● **Raw data**
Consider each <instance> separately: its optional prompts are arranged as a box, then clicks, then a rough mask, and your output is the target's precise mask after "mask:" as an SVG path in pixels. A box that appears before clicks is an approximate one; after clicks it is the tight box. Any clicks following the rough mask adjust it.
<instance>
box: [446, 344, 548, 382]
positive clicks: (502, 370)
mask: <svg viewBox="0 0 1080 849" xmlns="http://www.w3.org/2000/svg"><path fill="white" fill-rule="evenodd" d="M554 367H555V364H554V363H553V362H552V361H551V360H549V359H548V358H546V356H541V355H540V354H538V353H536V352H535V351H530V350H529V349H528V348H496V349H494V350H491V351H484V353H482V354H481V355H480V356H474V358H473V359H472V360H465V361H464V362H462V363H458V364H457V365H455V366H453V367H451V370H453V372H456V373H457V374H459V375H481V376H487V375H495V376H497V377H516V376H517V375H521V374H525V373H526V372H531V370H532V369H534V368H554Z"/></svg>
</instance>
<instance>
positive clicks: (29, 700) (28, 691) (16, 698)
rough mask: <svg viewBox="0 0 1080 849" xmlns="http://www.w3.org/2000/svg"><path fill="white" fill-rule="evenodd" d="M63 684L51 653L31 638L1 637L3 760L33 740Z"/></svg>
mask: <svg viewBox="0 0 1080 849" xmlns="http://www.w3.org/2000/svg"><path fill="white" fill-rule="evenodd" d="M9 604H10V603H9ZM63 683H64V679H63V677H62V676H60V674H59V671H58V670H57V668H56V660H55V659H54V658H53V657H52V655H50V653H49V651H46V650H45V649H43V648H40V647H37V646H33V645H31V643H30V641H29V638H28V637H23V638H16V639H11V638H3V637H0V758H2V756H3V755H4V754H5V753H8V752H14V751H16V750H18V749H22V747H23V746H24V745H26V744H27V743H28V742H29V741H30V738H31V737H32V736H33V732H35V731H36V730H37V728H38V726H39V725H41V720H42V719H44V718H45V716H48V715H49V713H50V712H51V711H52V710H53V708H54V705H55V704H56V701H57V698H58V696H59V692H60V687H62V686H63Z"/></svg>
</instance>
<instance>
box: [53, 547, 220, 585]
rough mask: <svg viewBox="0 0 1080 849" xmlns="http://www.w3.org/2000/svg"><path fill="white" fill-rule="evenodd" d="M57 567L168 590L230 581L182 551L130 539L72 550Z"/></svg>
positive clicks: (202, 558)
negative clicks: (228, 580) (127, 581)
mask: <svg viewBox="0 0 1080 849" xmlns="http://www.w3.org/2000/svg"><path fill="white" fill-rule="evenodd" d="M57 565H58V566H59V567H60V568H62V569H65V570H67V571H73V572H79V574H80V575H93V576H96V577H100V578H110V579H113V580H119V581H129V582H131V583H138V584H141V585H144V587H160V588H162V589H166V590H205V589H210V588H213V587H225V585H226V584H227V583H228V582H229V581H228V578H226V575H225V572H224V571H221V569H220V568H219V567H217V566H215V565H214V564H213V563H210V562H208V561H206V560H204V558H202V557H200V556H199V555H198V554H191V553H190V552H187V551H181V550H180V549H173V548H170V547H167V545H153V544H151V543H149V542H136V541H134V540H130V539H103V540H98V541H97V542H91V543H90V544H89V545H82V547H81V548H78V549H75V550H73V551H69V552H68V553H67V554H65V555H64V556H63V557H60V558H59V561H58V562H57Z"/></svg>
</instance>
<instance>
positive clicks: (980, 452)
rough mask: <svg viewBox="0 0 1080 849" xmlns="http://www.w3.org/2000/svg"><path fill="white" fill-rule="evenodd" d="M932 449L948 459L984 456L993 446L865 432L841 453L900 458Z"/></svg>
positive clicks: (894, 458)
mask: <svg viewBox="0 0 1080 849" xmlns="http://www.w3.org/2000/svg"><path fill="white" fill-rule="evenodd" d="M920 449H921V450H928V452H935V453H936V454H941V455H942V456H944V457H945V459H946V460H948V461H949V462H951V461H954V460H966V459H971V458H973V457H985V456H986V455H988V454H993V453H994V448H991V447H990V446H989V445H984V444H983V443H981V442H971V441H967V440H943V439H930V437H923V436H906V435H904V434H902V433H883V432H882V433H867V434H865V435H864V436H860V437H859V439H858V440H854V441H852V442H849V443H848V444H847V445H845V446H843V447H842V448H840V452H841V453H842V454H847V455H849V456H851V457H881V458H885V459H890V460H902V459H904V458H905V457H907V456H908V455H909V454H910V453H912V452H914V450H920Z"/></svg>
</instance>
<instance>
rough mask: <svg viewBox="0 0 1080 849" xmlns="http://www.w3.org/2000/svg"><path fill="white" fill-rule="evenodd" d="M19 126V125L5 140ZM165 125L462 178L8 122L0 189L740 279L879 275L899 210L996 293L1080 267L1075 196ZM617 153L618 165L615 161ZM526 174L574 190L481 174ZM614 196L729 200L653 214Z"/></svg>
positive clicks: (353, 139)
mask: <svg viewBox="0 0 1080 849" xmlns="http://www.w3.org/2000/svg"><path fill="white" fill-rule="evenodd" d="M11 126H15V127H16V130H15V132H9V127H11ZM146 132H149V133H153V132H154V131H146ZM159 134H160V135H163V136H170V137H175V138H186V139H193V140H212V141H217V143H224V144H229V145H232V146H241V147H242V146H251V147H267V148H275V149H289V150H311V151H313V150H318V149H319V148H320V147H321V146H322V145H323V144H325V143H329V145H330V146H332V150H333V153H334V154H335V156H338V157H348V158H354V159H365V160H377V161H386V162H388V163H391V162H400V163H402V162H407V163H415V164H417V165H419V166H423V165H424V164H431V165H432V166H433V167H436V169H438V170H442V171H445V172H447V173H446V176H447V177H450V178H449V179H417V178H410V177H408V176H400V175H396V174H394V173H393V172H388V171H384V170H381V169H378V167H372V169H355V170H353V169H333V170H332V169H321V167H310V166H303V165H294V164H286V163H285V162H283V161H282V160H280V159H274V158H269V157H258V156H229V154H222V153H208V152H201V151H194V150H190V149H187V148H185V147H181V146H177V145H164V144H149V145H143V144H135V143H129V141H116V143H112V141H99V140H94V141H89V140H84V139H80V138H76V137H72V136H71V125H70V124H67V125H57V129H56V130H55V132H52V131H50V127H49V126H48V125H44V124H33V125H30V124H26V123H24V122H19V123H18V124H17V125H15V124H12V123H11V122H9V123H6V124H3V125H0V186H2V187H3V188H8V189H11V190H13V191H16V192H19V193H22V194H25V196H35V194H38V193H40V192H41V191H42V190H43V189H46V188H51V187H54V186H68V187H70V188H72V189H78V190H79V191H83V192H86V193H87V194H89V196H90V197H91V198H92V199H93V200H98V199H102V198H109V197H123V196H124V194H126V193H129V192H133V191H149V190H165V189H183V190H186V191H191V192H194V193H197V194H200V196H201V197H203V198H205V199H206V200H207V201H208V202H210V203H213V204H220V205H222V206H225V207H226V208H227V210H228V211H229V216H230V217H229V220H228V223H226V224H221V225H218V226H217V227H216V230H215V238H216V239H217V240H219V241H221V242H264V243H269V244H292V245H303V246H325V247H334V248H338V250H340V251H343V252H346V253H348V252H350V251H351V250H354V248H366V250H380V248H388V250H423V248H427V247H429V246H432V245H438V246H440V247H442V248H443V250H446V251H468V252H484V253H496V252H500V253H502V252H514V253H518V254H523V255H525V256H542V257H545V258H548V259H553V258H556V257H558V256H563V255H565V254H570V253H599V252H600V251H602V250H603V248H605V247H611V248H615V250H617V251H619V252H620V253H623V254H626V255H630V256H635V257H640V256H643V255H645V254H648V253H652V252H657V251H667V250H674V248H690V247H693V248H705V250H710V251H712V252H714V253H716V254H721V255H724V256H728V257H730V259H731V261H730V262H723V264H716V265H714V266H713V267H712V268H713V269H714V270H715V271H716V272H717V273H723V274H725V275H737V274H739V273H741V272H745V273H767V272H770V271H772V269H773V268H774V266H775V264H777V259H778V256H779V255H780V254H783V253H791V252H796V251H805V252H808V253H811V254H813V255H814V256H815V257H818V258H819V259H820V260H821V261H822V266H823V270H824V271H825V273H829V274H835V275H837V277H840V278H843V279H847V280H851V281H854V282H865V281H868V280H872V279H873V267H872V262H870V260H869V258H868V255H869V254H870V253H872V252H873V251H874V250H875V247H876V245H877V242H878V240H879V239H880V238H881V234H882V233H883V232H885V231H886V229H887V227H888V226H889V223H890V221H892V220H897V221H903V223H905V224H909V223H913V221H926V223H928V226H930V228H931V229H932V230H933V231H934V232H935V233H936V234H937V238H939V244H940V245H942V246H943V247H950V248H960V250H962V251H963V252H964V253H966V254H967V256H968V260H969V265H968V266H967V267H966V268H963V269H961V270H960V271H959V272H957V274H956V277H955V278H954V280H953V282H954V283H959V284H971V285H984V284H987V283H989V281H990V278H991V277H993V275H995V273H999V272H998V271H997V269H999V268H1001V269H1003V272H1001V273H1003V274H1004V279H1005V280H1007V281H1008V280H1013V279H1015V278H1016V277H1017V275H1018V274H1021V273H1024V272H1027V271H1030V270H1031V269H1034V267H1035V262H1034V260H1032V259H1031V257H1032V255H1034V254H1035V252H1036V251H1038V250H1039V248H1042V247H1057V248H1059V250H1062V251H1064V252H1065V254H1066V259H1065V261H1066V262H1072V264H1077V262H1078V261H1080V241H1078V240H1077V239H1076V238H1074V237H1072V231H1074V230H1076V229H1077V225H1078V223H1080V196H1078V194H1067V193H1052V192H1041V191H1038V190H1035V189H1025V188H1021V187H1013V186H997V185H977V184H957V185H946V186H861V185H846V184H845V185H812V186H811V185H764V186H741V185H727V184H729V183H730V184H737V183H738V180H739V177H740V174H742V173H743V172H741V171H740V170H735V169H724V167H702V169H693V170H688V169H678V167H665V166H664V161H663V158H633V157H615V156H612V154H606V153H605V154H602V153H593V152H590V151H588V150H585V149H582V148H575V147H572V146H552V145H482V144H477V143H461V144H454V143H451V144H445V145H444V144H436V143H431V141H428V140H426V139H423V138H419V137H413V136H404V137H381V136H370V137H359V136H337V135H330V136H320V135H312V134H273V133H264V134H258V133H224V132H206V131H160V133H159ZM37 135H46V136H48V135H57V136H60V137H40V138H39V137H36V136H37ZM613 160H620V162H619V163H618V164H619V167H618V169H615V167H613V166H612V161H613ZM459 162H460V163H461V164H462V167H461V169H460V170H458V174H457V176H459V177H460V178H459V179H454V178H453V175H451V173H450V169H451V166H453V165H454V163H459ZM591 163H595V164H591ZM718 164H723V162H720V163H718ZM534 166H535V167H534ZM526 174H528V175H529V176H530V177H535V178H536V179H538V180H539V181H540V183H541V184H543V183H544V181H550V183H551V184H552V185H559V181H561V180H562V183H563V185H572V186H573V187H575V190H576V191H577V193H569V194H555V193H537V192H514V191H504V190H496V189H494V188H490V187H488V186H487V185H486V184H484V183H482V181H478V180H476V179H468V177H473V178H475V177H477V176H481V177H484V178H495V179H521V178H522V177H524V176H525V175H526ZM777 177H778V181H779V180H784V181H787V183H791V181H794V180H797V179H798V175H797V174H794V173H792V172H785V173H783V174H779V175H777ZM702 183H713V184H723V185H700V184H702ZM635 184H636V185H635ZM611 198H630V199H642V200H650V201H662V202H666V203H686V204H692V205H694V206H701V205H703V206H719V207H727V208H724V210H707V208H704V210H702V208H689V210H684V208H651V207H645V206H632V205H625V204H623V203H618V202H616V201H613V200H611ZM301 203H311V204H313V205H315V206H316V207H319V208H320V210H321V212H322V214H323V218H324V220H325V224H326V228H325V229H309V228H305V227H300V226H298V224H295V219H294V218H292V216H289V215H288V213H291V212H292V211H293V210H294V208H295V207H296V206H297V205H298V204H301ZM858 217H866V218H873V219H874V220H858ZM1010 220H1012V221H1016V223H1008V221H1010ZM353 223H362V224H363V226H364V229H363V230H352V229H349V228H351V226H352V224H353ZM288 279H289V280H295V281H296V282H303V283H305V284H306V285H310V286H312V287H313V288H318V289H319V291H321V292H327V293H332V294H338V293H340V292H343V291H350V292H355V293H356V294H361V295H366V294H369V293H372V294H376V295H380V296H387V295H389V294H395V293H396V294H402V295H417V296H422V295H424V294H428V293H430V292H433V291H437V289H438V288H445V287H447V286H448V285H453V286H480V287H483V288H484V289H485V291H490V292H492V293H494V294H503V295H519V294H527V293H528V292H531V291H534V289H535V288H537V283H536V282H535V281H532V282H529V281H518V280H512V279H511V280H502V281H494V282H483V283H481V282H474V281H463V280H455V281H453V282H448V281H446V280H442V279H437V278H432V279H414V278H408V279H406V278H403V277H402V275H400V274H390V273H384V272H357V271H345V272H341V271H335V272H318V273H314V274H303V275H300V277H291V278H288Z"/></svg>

● **About this task**
Within the material above, output exactly the lines from the one with "684L51 653L31 638L1" through the one with "449L948 459L984 456L993", end lines included, and nothing besides.

● **Task output**
rough mask: <svg viewBox="0 0 1080 849" xmlns="http://www.w3.org/2000/svg"><path fill="white" fill-rule="evenodd" d="M63 684L51 653L31 638L1 637L3 760L33 740Z"/></svg>
mask: <svg viewBox="0 0 1080 849" xmlns="http://www.w3.org/2000/svg"><path fill="white" fill-rule="evenodd" d="M9 604H10V603H9ZM63 683H64V679H63V677H62V676H60V674H59V671H58V670H57V668H56V660H55V659H54V658H53V657H52V655H50V653H49V651H46V650H45V649H43V648H40V647H37V646H33V645H31V643H30V641H29V638H28V637H23V638H16V639H11V638H3V637H0V758H2V756H3V755H4V754H5V753H8V752H14V751H16V750H18V749H22V747H23V746H24V745H26V744H27V743H28V742H29V741H30V738H31V737H32V736H33V732H35V731H36V730H37V728H38V726H39V725H41V720H42V719H44V718H45V716H48V715H49V713H50V712H51V711H52V710H53V708H54V705H55V704H56V701H57V698H58V696H59V692H60V687H62V686H63Z"/></svg>
</instance>
<instance>
box: [53, 547, 220, 585]
rough mask: <svg viewBox="0 0 1080 849" xmlns="http://www.w3.org/2000/svg"><path fill="white" fill-rule="evenodd" d="M57 567L168 590L230 581L182 551L130 539L72 550Z"/></svg>
positive clicks: (202, 558)
negative clicks: (228, 580) (127, 581)
mask: <svg viewBox="0 0 1080 849" xmlns="http://www.w3.org/2000/svg"><path fill="white" fill-rule="evenodd" d="M57 565H58V566H59V567H60V568H62V569H65V570H67V571H73V572H79V574H80V575H93V576H96V577H100V578H110V579H113V580H119V581H129V582H131V583H138V584H141V585H144V587H160V588H162V589H166V590H205V589H210V588H213V587H225V585H226V584H227V583H228V582H229V581H228V578H226V575H225V572H224V571H221V569H220V568H219V567H217V566H215V565H214V564H213V563H210V562H208V561H206V560H204V558H202V557H200V556H199V555H198V554H191V553H190V552H187V551H181V550H180V549H173V548H170V547H167V545H153V544H151V543H149V542H136V541H134V540H130V539H103V540H98V541H97V542H91V543H90V544H89V545H82V547H81V548H78V549H75V550H73V551H69V552H68V553H67V554H65V555H64V556H63V557H60V558H59V561H58V562H57Z"/></svg>
</instance>
<instance>
positive clicks: (980, 452)
rough mask: <svg viewBox="0 0 1080 849" xmlns="http://www.w3.org/2000/svg"><path fill="white" fill-rule="evenodd" d="M932 449L948 459L984 456L993 446L865 432L841 453L900 458Z"/></svg>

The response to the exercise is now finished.